Article:
----
In the limited time frame available to review the report, we both concur we have no significant disagreements over the description and details of the property. Taking into account the subject property’s attributes and uniqueness, coupled with the very limited, recent, directly comparable sales evidence, we do acknowledge our assessment of value is within approximately 10% of each other which is considered within a reasonable industry standard between Valuers opinion on such properties.
We each confirm our assessment of value remains unchanged as at the date of Valuation of each report.
(As per the original)
As identified in the earlier reasons, r 7.02 of the Federal Circuit and Family Court of Australia (Family Law) Rules 2021 (Cth) (“the Rules”) specifies the purpose of Pt 7.1 of the Rules. Those include:
(c)to ensure that, if practicable and without compromising the interests of justice, expert evidence is given on an issue by a single expert witness;
…
(e)to enable a party to apply for permission to tender a report or adduce evidence from an expert witness appointed by that party, if that is necessary in the interests of justice.
----
Raw records:
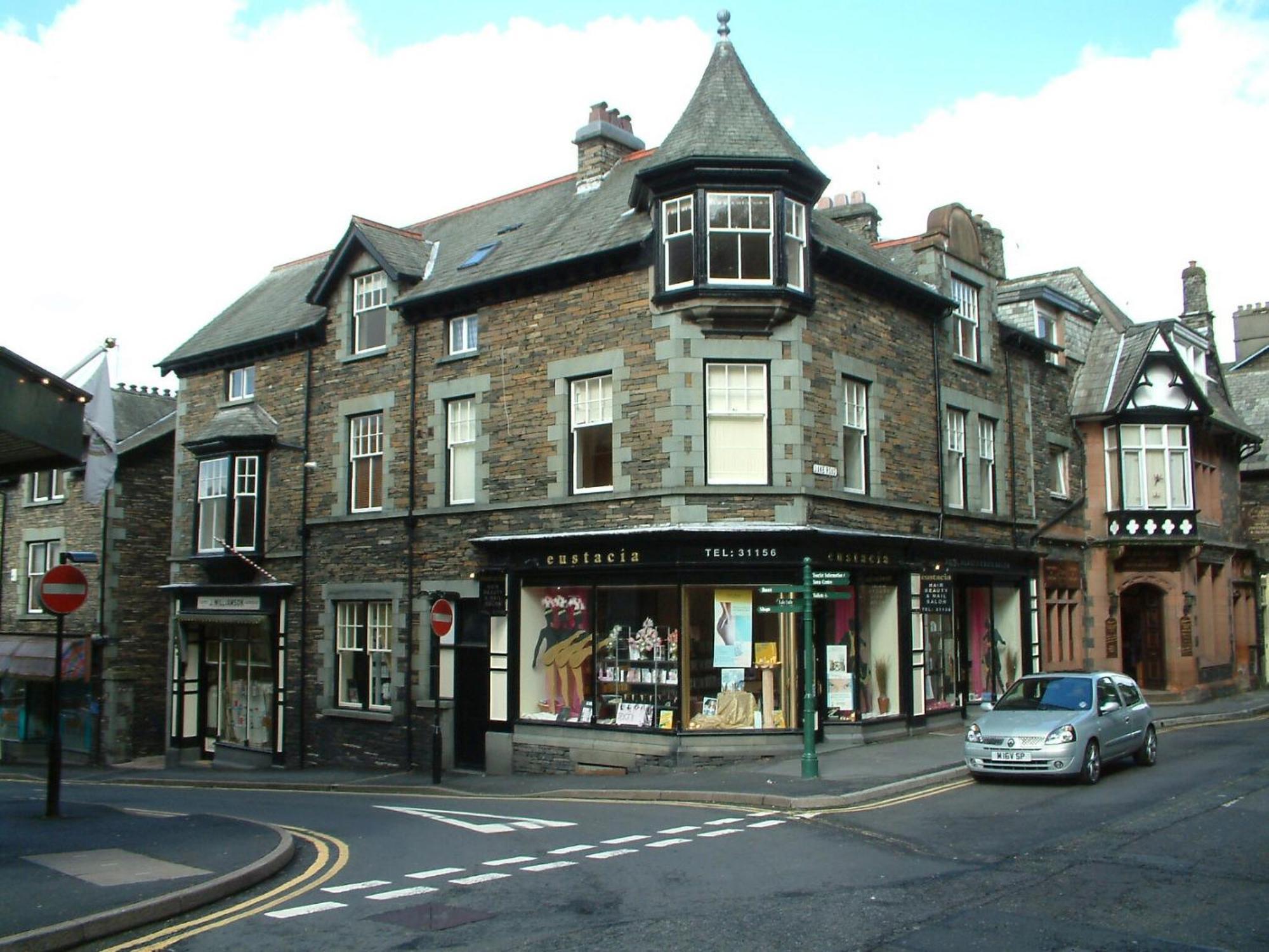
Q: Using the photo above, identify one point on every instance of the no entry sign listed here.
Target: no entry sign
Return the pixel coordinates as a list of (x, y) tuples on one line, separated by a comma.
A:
----
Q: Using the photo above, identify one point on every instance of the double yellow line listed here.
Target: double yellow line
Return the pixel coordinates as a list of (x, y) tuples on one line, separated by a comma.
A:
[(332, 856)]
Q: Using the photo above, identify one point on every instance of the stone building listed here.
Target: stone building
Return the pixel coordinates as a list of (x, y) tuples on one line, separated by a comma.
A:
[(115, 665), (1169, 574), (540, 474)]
----
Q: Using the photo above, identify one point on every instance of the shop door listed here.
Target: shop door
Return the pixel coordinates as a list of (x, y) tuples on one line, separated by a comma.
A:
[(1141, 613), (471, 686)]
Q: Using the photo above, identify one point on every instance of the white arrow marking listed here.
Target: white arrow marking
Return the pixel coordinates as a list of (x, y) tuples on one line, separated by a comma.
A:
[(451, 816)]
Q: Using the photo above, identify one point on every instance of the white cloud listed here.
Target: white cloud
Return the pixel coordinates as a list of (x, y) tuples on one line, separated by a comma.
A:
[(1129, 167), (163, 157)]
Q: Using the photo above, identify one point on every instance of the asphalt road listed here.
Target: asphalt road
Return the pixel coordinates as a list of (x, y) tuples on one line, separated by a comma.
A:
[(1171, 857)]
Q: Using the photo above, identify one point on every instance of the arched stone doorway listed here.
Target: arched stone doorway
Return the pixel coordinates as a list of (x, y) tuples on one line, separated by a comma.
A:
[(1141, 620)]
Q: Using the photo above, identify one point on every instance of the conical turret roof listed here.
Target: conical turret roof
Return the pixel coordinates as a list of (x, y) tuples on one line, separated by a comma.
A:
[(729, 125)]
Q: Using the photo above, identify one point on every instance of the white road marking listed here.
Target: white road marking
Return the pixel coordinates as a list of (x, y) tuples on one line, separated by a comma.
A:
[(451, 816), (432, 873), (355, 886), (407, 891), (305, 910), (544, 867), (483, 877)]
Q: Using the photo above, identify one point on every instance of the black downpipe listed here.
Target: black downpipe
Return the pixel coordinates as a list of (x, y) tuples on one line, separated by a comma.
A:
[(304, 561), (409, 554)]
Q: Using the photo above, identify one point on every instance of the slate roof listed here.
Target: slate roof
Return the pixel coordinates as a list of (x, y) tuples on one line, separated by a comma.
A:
----
The task:
Decide whether each statement below agrees with the expert evidence excerpt above. Answer yes or no for each and quote the exact words of the excerpt that decide it.
(a) The two valuers' assessments of value are within about 10% of each other.
(b) The valuers each revised their assessment of value after reviewing the report.
(c) One stated purpose of Pt 7.1 of the Rules is for expert evidence on an issue to be given by a single expert witness where practicable.

Output for this exercise:
(a) Yes: "our assessment of value is within approximately 10% of each other"
(b) No: "We each confirm our assessment of value remains unchanged as at the date of Valuation of each report."
(c) Yes: "to ensure that, if practicable and without compromising the interests of justice, expert evidence is given on an issue by a single expert witness"